VORGEGEBENER TEXT

Beruf Innenrequisiteurin: Sonja Jovanovic-Greiner

Innenrequisiteurin Sonja Jovanovic-Greiner
Foto: Andreas Schlieter

 

Vollbeladen am Set

Sonja Jovanovic-Greiner ist Innenrequisiteurin und Szenenbildassistentin. Allerdings eher unfreiwillig. Eigentlich hat die 39jährige Klavier studiert. Ihren Job mag sie trotzdem. Die Vielfältigkeit und die häufig wechselnden Drehorte. Was sie nicht mag? Die schlechten Arbeitsbedingungen und den immer größer werdenden Sparzwang in den Filmproduktionen.

Sie war 19, als sie zurück nach Deutschland kam, um klassische Musik zu studieren. Diesmal ohne ihre Eltern, mit denen sie ihre ersten Lebensjahre in Düsseldorf verbracht hatte, bevor die Gastarbeiter­familie zurück nach Belgrad ging. Ihre Mutter hatte sie gewarnt, doch lieber „was Richtiges“ zu studieren, davon könne man ja nicht leben. Heute sieht Sonja das auch so. Nach dem Studium zogen sie und ihr Freund nach Berlin. Er begann ein Studium an der Deutschen Film- und Fernsehakademie Berlin (DFFB), sie versuchte sich mit Klavierunterricht ein Standbein aufzubauen. Als das nicht gelang, entschied sie, sich neu zu orientieren. Am liebsten etwas, wo man kreativ sein, „wo man mit den Händen arbeiten kann“. Damals, das war im Jahr 2005. Für einen Kinofilm hat sie zunächst Continuity gemacht, eine Low-Budget-Produktion, „na ja, eigentlich No-Budget“, lacht Sonja. Der Film, „Weltverbesserungsmaßnahmen“, lief 2005 auf der Berlinale und wurde ein ziemlicher Erfolg. Danach bewarb sie sich auf eine Stelle als Praktikantin in der Innenassistenz. „Dort wurde ich allerdings nach sieben Tagen rausgeschmissen“, erzählt sie immer noch lachend. Warum? „Weil ich meine Schnauze nicht halten konnte“. Sie spreche und handele eben immer gerade heraus und lasse sich nichts gefallen.

Wenn Sonja erzählt, sieht man ihr das an. Selbst, wenn sie überlegen muss, wendet sie den Blick niemals ab, schaut ihrem Gegenüber immer direkt in die Augen. Ihre Stimme klingt so resolut wie ihr Auftreten wirkt. Ihr Lachen ist schallend, doch zugleich herzlich und einnehmend.

ROHDATEN

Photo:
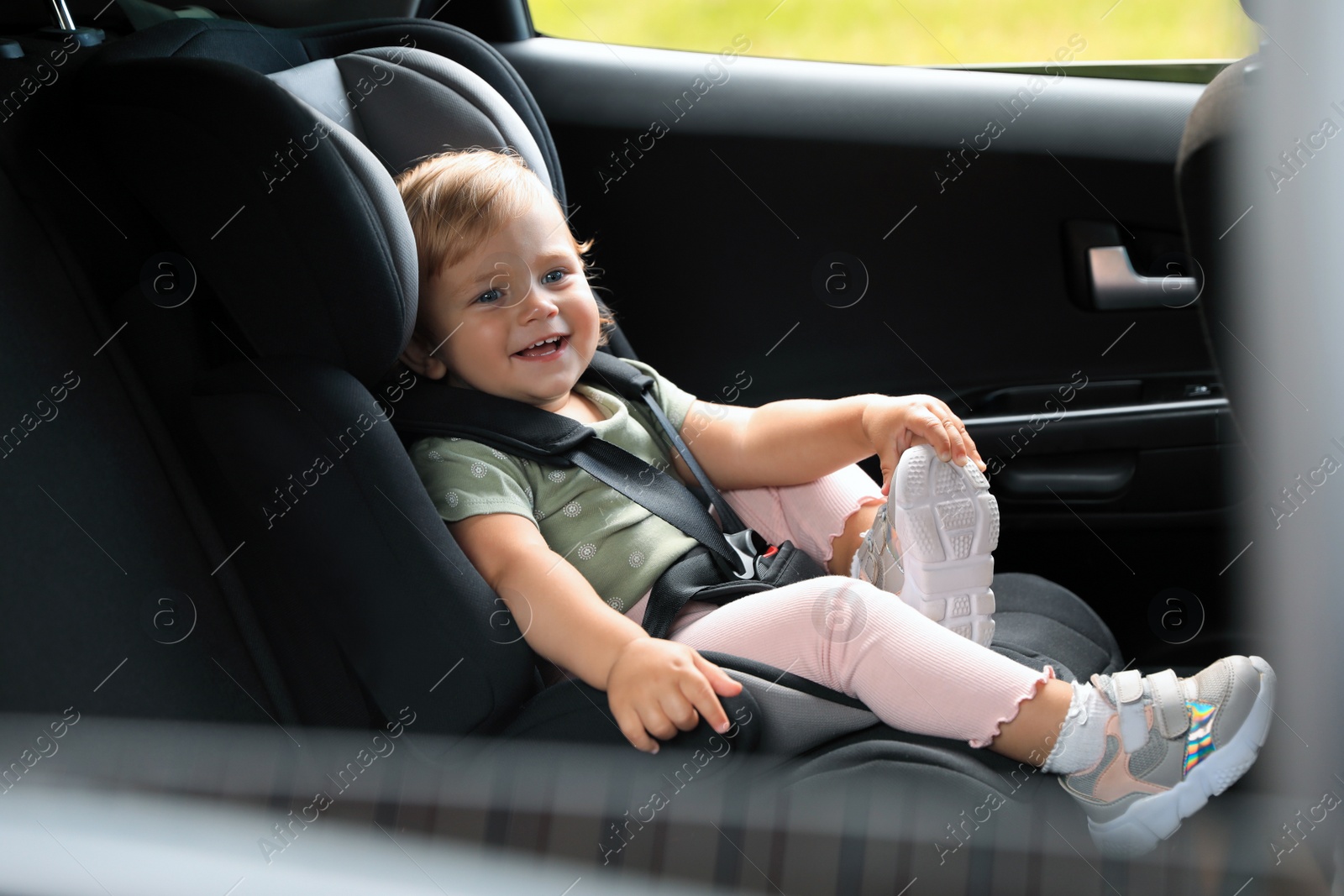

GESTELLTE AUFGABE
Geben Sie aus dem Porträt der Innenrequisiteurin oben den Abschnitt wörtlich wieder, der mit den Worten „Wenn Sonja erzählt, sieht“ beginnt und mit „herzlich und einnehmend.“ schließt.

LÖSUNG
Wenn Sonja erzählt, sieht man ihr das an. Selbst, wenn sie überlegen muss, wendet sie den Blick niemals ab, schaut ihrem Gegenüber immer direkt in die Augen. Ihre Stimme klingt so resolut wie ihr Auftreten wirkt. Ihr Lachen ist schallend, doch zugleich herzlich und einnehmend.